=== Task directions ===
Output only the lines from the one holding "of the tinted" to the end of the data below, please, copied exactly.

[Records to process start]

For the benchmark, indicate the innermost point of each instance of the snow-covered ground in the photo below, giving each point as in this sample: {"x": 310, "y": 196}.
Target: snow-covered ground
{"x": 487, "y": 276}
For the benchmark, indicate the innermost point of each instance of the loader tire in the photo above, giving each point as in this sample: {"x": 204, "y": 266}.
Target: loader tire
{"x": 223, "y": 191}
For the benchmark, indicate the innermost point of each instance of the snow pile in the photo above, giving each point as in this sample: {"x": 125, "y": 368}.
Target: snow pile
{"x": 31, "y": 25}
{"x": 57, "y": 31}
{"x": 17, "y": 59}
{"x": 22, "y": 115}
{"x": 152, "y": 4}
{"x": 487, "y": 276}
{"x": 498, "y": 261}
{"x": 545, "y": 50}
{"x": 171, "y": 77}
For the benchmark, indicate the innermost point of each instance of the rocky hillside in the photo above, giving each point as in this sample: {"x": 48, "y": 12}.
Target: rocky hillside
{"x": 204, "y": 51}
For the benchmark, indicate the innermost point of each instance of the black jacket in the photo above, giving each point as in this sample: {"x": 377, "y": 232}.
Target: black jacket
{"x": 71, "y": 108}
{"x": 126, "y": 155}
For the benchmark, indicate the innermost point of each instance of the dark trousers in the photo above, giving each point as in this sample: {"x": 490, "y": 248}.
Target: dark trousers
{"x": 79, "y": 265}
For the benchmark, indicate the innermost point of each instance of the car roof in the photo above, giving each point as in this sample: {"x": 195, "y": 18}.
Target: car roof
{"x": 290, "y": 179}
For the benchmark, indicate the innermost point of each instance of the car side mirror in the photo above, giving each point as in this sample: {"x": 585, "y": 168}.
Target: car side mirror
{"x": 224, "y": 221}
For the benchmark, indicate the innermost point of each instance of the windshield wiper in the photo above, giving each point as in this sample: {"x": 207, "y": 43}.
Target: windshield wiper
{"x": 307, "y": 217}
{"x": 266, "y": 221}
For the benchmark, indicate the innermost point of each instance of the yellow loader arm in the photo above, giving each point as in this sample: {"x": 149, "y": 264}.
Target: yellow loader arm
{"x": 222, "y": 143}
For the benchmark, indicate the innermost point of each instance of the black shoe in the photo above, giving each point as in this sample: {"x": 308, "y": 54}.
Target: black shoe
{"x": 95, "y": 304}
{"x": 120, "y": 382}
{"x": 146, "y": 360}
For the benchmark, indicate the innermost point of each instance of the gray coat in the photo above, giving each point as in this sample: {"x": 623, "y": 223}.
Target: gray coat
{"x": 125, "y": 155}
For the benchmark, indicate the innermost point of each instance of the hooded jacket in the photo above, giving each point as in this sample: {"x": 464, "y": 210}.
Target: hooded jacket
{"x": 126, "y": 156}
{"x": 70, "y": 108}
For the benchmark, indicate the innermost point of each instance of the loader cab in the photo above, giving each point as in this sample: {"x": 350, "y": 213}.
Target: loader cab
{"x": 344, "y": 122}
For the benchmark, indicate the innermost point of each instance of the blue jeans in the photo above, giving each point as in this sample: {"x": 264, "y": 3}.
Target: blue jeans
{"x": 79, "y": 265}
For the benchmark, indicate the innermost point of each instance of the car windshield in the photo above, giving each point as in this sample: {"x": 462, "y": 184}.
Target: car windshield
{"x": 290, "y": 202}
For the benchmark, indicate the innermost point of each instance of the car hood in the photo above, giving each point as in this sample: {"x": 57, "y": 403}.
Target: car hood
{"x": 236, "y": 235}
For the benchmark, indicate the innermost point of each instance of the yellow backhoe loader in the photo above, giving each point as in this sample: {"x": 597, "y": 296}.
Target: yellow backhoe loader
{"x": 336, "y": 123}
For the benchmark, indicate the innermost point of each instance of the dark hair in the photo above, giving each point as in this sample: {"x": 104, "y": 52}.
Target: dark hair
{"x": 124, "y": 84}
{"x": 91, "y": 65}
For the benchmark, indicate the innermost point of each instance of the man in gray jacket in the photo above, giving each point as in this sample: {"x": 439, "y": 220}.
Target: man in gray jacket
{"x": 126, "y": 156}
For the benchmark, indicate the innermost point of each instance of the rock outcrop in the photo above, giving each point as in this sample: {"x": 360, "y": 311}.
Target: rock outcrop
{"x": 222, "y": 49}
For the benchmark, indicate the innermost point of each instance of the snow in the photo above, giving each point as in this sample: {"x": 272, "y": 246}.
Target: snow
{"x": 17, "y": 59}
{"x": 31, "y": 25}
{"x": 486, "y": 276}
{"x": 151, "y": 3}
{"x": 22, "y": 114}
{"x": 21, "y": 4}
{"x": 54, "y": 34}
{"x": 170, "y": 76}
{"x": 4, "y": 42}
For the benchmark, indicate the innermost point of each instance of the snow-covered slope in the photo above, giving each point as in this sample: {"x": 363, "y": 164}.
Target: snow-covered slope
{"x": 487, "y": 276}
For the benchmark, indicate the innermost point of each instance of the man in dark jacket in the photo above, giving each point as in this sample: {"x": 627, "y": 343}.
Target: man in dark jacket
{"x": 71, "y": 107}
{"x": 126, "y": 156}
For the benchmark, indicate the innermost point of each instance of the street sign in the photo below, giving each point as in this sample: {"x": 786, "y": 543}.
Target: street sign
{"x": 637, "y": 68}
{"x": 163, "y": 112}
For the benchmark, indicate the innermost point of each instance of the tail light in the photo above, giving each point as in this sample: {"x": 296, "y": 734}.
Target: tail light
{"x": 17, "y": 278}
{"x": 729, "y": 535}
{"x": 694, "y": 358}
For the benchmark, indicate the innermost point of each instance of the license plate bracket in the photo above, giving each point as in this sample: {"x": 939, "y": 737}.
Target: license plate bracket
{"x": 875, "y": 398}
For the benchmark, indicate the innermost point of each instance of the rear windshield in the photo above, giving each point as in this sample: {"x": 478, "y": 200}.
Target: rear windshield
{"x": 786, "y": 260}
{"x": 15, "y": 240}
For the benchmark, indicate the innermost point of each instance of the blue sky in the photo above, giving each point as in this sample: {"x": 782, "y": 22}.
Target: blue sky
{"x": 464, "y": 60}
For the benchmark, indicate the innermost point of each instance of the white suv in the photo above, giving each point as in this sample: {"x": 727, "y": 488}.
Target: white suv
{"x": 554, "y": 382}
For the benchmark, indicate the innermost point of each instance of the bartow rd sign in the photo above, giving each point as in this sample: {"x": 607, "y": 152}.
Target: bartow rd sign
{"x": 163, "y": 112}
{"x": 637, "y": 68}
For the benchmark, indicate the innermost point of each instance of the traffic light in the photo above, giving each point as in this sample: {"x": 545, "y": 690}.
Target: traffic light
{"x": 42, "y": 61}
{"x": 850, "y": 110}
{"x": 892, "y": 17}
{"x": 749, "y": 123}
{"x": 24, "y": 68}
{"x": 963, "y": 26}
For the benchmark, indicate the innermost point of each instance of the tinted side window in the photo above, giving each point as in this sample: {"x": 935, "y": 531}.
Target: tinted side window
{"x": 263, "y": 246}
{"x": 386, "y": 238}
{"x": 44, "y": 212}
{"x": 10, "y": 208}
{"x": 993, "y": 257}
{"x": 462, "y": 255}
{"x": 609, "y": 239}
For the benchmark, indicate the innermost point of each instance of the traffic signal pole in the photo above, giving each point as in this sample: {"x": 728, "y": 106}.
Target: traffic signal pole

[Records to process end]

=== The result ===
For the benchmark, indicate the innermost point of each instance of the tinted side window in the photo above, giving each point as in this sample: {"x": 935, "y": 531}.
Target: tinted side window
{"x": 263, "y": 246}
{"x": 386, "y": 238}
{"x": 44, "y": 212}
{"x": 10, "y": 208}
{"x": 993, "y": 257}
{"x": 462, "y": 255}
{"x": 609, "y": 239}
For the benchmark, indicate the innermost point of each instance of the traffic signal pole in the photo above, giving each point as in this sample: {"x": 728, "y": 106}.
Target: traffic signal pole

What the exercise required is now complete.